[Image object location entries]
--- Start ---

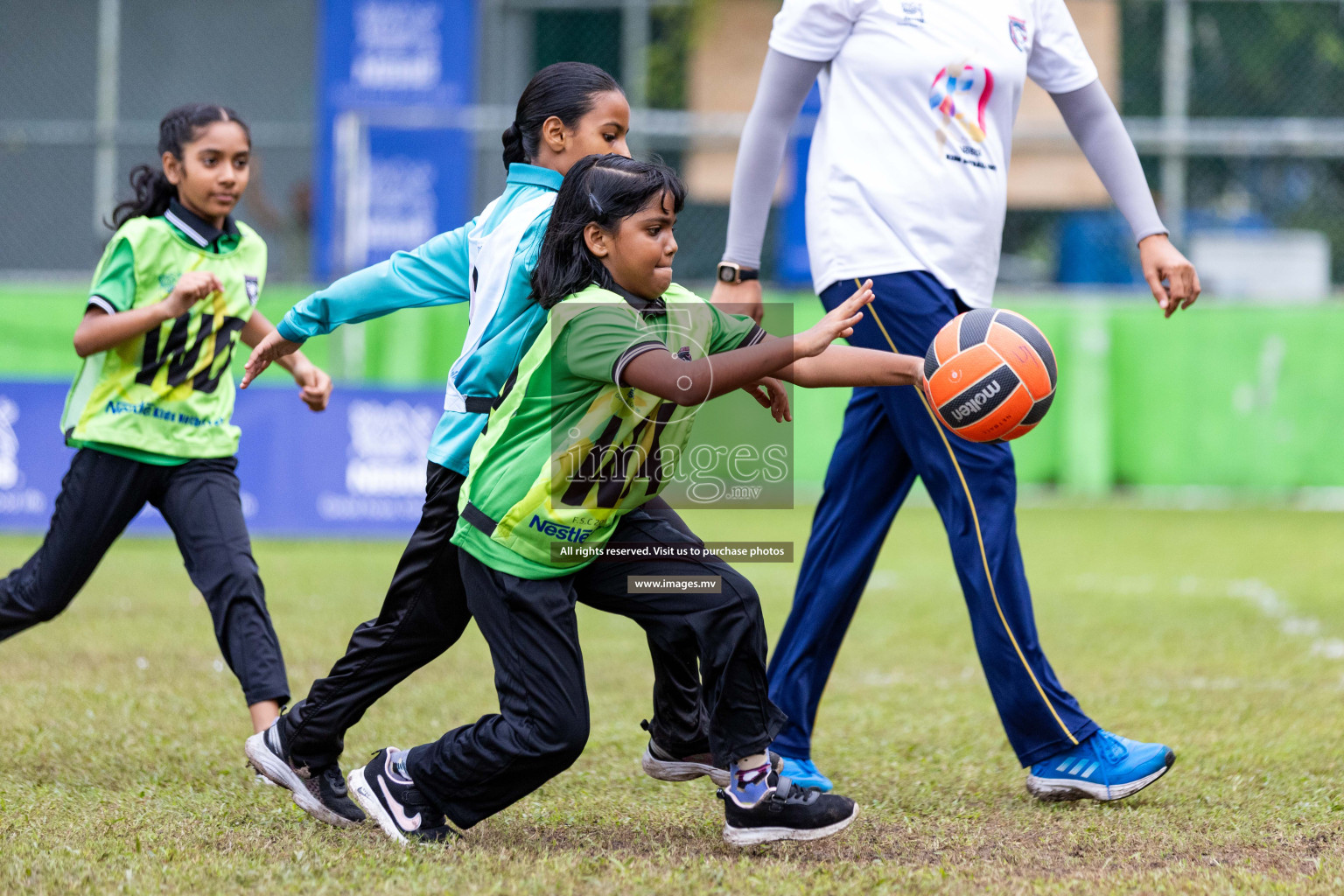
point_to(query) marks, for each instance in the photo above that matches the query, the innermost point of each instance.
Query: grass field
(1216, 632)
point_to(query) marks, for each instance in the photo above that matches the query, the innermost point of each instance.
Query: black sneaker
(318, 792)
(664, 765)
(396, 803)
(785, 813)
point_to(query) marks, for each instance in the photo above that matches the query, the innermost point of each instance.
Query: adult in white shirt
(907, 186)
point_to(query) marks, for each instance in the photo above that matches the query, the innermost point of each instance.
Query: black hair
(150, 183)
(564, 90)
(602, 190)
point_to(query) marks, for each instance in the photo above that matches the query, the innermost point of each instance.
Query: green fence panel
(1236, 396)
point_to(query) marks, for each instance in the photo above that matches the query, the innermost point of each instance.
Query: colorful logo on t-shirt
(960, 93)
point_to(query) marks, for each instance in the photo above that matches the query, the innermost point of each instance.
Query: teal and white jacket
(486, 262)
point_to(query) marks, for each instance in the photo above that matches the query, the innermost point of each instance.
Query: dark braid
(179, 128)
(564, 90)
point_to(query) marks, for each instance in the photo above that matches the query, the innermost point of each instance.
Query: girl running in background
(150, 410)
(588, 434)
(567, 110)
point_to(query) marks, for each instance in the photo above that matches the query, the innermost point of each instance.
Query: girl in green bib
(150, 407)
(588, 434)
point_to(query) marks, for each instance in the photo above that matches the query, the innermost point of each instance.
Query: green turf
(1214, 630)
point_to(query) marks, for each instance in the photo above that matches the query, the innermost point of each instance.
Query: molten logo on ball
(976, 402)
(990, 375)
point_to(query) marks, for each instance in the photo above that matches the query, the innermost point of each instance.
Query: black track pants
(478, 770)
(100, 494)
(426, 610)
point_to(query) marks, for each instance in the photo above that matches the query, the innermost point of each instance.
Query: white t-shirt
(909, 164)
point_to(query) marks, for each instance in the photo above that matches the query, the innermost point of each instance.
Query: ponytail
(564, 90)
(602, 190)
(150, 183)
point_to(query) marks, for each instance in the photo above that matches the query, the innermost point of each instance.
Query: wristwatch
(734, 273)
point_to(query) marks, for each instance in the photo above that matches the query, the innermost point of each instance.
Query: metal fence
(1236, 108)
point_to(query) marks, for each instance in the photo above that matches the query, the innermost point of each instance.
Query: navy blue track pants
(890, 437)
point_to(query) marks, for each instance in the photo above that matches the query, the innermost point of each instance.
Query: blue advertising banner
(394, 158)
(355, 469)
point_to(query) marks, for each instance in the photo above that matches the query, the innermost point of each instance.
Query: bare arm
(1101, 135)
(784, 87)
(316, 386)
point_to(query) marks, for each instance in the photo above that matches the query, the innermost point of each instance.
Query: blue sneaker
(1102, 767)
(804, 774)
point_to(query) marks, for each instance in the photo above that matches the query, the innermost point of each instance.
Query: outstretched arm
(784, 87)
(850, 366)
(430, 274)
(690, 383)
(1096, 124)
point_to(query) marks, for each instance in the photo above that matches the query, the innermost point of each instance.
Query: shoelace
(335, 780)
(1110, 747)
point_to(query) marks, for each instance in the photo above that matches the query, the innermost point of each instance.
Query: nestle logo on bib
(976, 402)
(556, 531)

--- End ---

• EXERCISE DIRECTIONS:
The data above needs to be retyped exactly, with the images left out.

• COMPLETED EXERCISE:
point_to(query) marks, for each instance in the photo above that matches the query, the innermost point of each instance.
Query: grass field
(1216, 632)
point_to(query) marks, for each instance in the photo above that matches the query, the innermost point of each instance.
Query: black sneaker
(318, 792)
(664, 765)
(396, 803)
(785, 813)
point_to(query) marks, for each instance in the photo above that matches the query, the innermost point of each instance.
Query: adult in white shirt
(907, 186)
point_to(query) marks, for each instance in the photo above that matches the query, the innermost point of each instance.
Query: black hair
(150, 183)
(564, 90)
(602, 190)
point_to(query) marks, for each instance in the photo above that matches the query, the innermost point of each instance.
Query: green fence panel
(1236, 396)
point_to(query) marks, for each instance in the photo above that matches the query, the innermost point of each instance.
Query: colorful logo on t-shirt
(960, 93)
point_to(query) marks, for each instance in the photo above that matches the query, the innermost point of each instance.
Query: teal and white jacket
(486, 262)
point_to(query) marks, for each instance in the photo above that matches the query, the innermost point of each instance.
Query: dark braid
(179, 128)
(564, 90)
point_to(query) marks, for each instance in the photo above that matches the query, the innermost point of each instance.
Query: girl running in background
(150, 410)
(588, 434)
(567, 110)
point_to(query) marks, for each instance in the photo above that matches the query, the innermost point of each instance.
Query: girl in green bib
(150, 407)
(588, 434)
point_to(query) marks, for each instance in the photo above that matches the query, the innermost point of each instance.
Query: green turf
(1214, 630)
point_to(query) marks, for each instance in the photo above that matches the query, the innermost point of each instance.
Query: molten logo on ball
(976, 402)
(990, 375)
point_to(query) marks, for each instance in the photo above that matches the query, the innermost point of each instance.
Query: black track pants
(478, 770)
(100, 494)
(426, 610)
point_to(query) marks, for each instance in the photo above that matches the query, the innermost point of each instance.
Query: white t-shirt
(909, 164)
point_to(query) marks, for each instance in the photo above that matches the query, the innermost point of each instance.
Query: ponytail
(564, 90)
(602, 190)
(150, 183)
point_to(query) marks, for each instance in the photo above that matches the query, the innermost point of each instance.
Query: wristwatch
(734, 273)
point_to(query) marks, for each instance in the photo above that matches the query, the innermost point of each instance.
Query: metal fence
(1236, 108)
point_to(query) marks, for each instance in the photo above that matches the query, the innermost point of each instance.
Query: navy blue track pants
(890, 437)
point_to(query) marks, for each instance in the photo above that matches the query, the innermost point of each instance.
Query: blue advertising banner
(394, 158)
(355, 469)
point_to(query) marks, for each instance in the photo above that matches the query, the innermost point of each instance.
Query: bare arm
(1101, 135)
(784, 87)
(316, 386)
point_to(query) marks, for each instance in the photo above that matches the query, the innermost point of each instance.
Query: blue sneaker
(1102, 767)
(804, 774)
point_to(query) marks, for each instance in the photo above that matches the query, the innermost point of each instance.
Query: outstretched arm
(784, 87)
(850, 366)
(430, 274)
(690, 383)
(1096, 124)
point_to(query) marks, for each instance in the photo above that matches the query, the innermost point of each instance.
Query: shoelace
(335, 780)
(1110, 747)
point_to(query) marks, for each instance in the photo above that matches the query, the innermost point of each instance.
Query: nestle logo on bib
(976, 402)
(556, 531)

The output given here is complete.